Gegen Bohrung im Schutzgebiet

Bürger und Politiker befürchten Gefahren für das Grundwasser im Landkreis Verden ‒ und neue Erdbeben

Verden. Mitten in einem Wasserschutzgebiet nahe Verden will die Deutsche Erdöl AG (Dea) nach neuen Erdgasvorkommen bohren. Die örtliche Bürgerinitiative warnt vor den Gefahren für das Grundwasser – und vor neuen Erdbeben in der Erdgasregion. In 5000 Meter Tiefe vermutet das Energieunternehmen nördlich von Scharnhorst mehr als eine Milliarde Kubikmeter Erdgas. Die Stadt Verden hat bereits eine Resolution gegen Erdgasförderung verabschiedet. Der Landkreis fordert eine Umweltverträglichkeitsprüfung vom Landesamt für Bergbau, Energie und Geologie (LBEG), ein entsprechendes Schreiben hat der Kreistag am Freitag uneingeschränkt unterstützt. Landtags- und Bundestagsabgeordnete aus der Region fordern ein generelles Verbot von Bohrungen in Wasserschutzgebieten.
******
AUFGABE: Gib aus dem Textauszug den Teil zwischen „Gegen Bohrung im“ und „Bohrungen in Wasserschutzgebieten.“ einschließlich wortgetreu aus. Die Zeilen spielen hierfür keine Rolle.

Einträge im Datensatz:
******
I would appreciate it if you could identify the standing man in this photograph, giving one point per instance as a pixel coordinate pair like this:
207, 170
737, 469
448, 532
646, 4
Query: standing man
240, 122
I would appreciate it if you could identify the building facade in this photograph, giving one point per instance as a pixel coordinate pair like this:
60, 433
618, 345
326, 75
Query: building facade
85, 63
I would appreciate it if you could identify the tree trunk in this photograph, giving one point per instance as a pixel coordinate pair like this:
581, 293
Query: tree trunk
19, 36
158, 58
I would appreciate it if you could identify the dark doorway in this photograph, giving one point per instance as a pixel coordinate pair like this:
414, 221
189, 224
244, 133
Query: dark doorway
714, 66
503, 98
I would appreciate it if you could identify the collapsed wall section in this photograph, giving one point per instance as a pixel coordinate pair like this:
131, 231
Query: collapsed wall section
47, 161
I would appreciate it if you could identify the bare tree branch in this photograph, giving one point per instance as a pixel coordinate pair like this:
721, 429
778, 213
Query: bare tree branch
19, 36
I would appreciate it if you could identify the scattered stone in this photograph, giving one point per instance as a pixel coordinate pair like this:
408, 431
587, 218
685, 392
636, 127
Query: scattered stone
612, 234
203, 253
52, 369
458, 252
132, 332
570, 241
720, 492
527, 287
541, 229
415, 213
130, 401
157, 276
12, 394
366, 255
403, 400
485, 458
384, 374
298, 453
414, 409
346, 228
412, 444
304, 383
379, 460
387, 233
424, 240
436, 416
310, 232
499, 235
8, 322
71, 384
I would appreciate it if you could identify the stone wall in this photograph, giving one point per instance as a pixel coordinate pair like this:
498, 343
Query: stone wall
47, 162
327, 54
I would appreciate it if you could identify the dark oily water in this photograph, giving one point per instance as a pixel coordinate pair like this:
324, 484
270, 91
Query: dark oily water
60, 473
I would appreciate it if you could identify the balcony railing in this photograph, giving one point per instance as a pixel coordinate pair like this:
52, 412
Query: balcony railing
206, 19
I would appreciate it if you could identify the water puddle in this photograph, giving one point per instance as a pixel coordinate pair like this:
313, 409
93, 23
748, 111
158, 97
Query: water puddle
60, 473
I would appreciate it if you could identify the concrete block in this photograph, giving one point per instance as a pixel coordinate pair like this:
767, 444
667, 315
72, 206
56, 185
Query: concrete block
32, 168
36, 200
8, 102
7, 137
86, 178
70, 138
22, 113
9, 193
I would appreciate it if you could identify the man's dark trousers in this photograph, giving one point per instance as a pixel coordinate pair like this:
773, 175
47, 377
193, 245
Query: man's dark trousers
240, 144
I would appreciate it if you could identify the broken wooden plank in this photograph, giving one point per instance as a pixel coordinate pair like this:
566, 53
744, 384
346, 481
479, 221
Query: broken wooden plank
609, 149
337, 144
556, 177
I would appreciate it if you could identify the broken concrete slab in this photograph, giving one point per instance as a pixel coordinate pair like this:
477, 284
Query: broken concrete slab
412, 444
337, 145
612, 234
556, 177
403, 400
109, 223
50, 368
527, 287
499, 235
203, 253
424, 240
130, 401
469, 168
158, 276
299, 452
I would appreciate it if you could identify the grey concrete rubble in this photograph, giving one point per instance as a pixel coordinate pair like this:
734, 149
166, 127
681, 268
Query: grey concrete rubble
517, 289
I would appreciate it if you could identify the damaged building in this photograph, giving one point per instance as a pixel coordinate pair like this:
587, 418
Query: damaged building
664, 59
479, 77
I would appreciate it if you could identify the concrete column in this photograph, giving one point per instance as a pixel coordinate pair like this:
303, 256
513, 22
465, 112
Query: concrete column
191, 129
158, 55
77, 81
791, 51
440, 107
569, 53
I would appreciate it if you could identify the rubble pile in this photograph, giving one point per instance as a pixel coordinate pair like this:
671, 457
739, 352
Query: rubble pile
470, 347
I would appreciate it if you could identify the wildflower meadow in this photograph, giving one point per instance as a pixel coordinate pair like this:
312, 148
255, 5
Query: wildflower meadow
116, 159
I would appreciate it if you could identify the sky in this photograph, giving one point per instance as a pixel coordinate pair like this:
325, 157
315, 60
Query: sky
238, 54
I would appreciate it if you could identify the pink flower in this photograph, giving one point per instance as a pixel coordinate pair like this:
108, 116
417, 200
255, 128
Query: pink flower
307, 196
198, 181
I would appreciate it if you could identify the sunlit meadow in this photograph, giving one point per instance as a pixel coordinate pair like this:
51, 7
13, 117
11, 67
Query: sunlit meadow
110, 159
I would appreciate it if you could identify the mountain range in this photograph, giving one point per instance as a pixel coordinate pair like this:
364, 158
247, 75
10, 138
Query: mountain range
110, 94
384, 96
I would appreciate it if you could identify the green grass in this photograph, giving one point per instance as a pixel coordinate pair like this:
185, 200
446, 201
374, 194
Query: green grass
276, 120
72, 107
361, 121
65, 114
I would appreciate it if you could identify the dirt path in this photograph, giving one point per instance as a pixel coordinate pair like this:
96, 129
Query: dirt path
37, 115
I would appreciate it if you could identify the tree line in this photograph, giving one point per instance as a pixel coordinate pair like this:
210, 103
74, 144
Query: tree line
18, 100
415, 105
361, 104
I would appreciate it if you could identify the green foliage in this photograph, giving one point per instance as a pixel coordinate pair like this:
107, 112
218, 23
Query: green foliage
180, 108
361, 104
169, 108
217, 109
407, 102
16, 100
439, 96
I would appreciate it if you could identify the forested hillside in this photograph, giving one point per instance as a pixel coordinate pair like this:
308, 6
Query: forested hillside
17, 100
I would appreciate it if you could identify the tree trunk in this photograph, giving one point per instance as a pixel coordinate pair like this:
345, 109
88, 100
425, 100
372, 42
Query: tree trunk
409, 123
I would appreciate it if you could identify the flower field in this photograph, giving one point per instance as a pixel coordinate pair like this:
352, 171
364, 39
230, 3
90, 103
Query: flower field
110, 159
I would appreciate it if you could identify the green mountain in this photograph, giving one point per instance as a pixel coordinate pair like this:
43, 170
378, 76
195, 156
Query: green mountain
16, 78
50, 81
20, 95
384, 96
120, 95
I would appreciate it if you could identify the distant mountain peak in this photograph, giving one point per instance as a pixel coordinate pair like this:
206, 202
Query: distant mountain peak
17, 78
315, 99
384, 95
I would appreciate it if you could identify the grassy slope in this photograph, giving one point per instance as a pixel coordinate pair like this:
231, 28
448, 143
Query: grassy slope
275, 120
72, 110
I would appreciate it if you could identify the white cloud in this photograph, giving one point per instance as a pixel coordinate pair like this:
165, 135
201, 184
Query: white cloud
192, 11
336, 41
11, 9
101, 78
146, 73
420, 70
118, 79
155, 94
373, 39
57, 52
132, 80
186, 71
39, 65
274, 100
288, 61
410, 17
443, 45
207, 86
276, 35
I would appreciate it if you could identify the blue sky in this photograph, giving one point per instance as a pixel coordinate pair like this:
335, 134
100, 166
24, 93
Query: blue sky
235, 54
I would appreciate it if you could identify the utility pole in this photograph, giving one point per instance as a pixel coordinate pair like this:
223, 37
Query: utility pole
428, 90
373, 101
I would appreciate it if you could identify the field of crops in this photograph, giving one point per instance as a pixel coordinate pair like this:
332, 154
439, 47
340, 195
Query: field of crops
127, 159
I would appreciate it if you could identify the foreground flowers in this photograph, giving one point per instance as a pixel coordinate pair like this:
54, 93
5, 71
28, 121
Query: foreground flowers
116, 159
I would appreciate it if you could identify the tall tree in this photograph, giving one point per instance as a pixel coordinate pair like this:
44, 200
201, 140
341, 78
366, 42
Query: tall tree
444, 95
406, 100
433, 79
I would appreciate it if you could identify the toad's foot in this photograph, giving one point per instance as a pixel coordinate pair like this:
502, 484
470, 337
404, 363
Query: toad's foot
******
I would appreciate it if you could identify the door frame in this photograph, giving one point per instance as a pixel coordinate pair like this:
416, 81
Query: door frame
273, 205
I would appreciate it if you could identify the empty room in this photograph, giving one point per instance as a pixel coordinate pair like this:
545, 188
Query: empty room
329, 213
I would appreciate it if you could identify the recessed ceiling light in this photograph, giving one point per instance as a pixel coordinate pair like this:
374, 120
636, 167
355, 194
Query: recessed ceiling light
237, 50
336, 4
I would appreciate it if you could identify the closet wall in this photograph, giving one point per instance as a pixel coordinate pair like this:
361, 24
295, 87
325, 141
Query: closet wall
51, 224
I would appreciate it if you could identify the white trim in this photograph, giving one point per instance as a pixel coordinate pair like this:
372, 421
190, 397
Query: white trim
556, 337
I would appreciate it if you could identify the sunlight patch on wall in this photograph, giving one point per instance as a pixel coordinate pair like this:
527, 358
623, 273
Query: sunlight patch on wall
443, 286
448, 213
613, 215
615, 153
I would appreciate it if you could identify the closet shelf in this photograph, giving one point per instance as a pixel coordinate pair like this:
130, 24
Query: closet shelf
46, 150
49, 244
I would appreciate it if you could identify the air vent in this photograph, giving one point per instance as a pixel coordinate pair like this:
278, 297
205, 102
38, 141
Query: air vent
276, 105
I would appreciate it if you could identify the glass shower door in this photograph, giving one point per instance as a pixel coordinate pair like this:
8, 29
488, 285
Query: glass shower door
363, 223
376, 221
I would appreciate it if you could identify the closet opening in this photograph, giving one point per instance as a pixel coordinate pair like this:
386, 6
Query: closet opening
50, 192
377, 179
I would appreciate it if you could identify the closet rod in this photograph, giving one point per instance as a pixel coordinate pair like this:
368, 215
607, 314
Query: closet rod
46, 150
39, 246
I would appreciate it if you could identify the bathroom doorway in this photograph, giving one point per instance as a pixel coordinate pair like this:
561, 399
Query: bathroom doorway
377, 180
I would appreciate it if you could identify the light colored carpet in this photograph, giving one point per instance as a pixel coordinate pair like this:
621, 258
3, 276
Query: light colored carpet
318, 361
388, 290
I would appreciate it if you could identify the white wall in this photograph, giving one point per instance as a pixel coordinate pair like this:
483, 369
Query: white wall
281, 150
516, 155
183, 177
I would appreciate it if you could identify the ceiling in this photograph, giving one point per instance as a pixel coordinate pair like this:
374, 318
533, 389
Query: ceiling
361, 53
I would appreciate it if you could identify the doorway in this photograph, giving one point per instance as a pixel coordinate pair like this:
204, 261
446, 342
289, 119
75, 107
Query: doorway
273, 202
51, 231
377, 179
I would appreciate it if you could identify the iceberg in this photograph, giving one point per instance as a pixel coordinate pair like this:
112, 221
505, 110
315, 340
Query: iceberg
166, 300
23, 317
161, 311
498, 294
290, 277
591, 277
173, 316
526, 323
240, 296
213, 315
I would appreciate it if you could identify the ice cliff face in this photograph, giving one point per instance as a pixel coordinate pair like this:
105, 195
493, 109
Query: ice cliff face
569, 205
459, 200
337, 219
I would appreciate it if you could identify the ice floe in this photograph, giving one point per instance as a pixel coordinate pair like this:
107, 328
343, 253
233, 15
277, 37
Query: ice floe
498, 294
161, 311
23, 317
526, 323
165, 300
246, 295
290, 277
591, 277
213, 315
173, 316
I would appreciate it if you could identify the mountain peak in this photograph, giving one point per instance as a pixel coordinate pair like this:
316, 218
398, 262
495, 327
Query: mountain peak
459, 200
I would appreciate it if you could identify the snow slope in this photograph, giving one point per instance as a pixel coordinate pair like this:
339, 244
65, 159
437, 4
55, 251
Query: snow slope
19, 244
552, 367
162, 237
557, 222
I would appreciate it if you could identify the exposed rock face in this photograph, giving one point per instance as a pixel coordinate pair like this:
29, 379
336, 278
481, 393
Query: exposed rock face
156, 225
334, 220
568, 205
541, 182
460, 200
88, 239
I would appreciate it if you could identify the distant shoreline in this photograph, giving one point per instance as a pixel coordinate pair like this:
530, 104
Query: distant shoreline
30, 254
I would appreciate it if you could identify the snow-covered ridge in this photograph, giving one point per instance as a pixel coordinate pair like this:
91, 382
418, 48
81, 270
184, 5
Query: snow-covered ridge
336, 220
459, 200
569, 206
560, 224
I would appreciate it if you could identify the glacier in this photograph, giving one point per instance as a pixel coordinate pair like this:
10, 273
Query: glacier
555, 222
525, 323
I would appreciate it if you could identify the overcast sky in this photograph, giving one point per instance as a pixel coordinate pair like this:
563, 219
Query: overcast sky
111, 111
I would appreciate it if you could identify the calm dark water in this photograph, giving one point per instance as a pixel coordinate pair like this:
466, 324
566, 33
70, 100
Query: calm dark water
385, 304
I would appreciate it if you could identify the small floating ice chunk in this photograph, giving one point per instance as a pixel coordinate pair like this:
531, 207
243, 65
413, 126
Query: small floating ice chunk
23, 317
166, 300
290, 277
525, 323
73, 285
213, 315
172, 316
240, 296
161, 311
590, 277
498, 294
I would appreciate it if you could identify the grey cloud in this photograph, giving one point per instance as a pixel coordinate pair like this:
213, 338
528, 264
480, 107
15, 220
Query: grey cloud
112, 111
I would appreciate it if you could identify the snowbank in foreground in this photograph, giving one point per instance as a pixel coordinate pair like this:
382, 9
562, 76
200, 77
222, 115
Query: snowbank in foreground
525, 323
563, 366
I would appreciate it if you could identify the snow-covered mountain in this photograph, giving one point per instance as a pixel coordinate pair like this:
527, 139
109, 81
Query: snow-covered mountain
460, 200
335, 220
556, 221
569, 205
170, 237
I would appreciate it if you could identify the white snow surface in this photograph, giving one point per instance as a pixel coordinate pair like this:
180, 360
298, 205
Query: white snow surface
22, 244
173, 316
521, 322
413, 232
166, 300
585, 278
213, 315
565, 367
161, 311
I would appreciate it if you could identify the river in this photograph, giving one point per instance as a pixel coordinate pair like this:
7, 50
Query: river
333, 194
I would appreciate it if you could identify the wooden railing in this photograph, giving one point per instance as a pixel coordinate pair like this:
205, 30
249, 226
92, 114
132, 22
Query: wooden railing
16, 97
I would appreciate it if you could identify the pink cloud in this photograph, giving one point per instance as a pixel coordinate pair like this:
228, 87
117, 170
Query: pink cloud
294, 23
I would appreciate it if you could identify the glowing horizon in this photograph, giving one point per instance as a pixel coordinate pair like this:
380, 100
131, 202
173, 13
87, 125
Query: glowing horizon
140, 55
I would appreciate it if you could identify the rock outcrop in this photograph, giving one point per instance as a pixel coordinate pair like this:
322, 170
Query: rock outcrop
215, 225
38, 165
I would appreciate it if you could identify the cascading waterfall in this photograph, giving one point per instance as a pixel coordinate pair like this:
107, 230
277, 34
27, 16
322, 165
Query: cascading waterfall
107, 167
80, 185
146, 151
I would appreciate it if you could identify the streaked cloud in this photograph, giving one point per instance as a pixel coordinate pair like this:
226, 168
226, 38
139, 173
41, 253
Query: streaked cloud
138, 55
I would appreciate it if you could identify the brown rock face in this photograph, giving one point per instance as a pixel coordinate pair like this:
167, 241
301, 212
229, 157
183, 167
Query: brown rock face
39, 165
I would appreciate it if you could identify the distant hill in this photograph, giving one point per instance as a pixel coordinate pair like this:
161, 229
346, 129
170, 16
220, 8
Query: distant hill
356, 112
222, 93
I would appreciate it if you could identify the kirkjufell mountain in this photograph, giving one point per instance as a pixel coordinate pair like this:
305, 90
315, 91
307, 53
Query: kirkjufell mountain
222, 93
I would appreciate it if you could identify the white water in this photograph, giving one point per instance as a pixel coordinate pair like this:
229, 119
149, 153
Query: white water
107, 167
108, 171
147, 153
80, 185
******
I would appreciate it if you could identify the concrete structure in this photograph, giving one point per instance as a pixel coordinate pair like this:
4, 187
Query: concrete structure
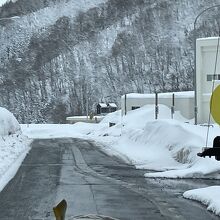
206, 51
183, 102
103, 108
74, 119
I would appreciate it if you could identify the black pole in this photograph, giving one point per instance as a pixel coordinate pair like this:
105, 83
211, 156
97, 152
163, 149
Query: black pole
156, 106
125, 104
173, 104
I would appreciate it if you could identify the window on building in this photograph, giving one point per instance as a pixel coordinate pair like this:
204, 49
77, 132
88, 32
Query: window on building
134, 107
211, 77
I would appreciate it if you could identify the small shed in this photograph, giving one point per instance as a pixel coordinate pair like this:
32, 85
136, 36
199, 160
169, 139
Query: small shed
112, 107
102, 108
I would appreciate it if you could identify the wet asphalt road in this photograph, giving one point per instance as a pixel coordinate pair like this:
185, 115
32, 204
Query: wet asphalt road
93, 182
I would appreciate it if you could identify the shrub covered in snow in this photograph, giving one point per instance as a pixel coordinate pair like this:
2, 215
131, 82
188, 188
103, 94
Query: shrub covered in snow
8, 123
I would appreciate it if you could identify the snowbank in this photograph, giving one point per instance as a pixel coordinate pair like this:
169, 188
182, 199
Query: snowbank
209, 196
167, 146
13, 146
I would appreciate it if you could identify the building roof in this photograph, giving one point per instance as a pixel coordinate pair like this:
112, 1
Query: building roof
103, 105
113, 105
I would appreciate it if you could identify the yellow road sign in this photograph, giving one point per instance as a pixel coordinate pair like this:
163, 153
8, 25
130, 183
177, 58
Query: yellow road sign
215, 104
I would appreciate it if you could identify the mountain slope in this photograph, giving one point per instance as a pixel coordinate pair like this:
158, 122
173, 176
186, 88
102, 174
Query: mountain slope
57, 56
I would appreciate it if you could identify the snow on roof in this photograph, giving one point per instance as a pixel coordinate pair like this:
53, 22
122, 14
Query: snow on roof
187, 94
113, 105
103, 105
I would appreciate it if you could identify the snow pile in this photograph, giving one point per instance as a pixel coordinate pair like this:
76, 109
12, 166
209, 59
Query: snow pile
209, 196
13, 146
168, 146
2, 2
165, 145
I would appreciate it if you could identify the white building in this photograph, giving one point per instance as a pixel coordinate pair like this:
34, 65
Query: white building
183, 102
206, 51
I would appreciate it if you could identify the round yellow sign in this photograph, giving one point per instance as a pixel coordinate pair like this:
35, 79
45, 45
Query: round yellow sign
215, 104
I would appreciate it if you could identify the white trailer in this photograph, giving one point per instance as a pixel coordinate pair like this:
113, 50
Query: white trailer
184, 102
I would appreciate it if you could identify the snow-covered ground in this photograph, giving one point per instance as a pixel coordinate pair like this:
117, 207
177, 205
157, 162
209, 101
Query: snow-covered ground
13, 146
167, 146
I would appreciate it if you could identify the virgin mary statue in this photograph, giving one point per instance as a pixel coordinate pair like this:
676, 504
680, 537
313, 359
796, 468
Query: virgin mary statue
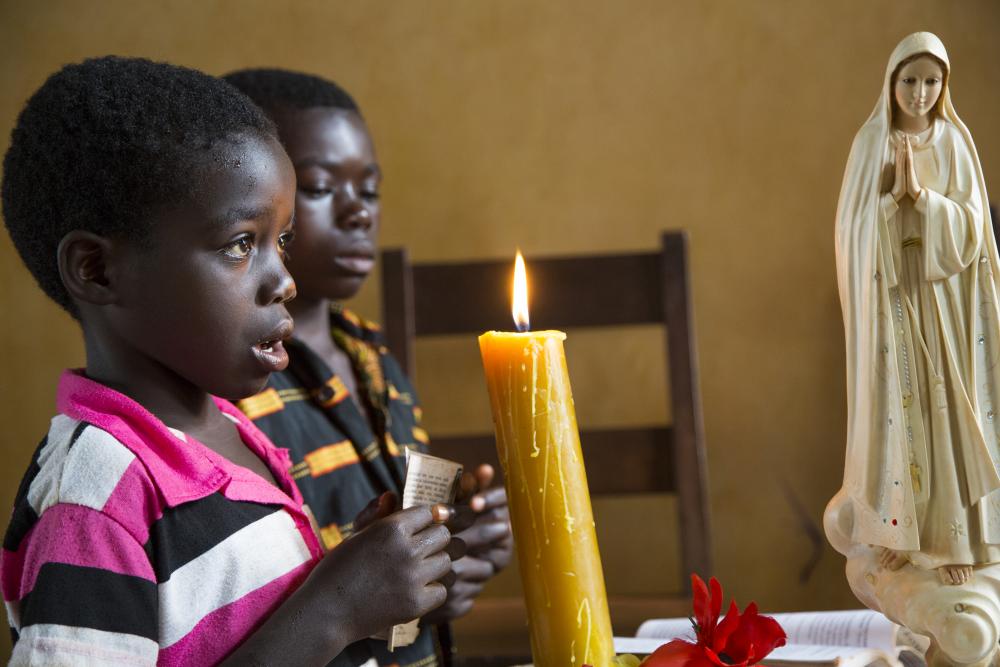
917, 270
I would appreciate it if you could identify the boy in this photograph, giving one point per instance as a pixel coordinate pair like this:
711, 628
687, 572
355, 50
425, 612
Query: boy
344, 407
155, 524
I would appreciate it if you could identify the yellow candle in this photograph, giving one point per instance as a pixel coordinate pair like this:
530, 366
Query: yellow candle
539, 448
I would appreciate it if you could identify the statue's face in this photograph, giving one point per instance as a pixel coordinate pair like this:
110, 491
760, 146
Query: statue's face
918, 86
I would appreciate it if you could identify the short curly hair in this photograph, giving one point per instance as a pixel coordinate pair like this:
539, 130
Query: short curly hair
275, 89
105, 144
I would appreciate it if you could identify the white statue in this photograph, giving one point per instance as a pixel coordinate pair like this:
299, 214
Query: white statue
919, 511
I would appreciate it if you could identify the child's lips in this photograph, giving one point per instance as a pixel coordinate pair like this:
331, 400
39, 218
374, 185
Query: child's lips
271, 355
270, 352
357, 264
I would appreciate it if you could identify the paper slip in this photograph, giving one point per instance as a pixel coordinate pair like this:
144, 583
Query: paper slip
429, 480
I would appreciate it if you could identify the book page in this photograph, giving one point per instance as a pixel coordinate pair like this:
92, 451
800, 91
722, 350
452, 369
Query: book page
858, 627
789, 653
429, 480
******
SCHRIFTLICHE ANTWORT:
Gegen Bohrung im Schutzgebiet

Bürger und Politiker befürchten Gefahren für das Grundwasser im Landkreis Verden ‒ und neue Erdbeben

Verden. Mitten in einem Wasserschutzgebiet nahe Verden will die Deutsche Erdöl AG (Dea) nach neuen Erdgasvorkommen bohren. Die örtliche Bürgerinitiative warnt vor den Gefahren für das Grundwasser – und vor neuen Erdbeben in der Erdgasregion. In 5000 Meter Tiefe vermutet das Energieunternehmen nördlich von Scharnhorst mehr als eine Milliarde Kubikmeter Erdgas. Die Stadt Verden hat bereits eine Resolution gegen Erdgasförderung verabschiedet. Der Landkreis fordert eine Umweltverträglichkeitsprüfung vom Landesamt für Bergbau, Energie und Geologie (LBEG), ein entsprechendes Schreiben hat der Kreistag am Freitag uneingeschränkt unterstützt. Landtags- und Bundestagsabgeordnete aus der Region fordern ein generelles Verbot von Bohrungen in Wasserschutzgebieten.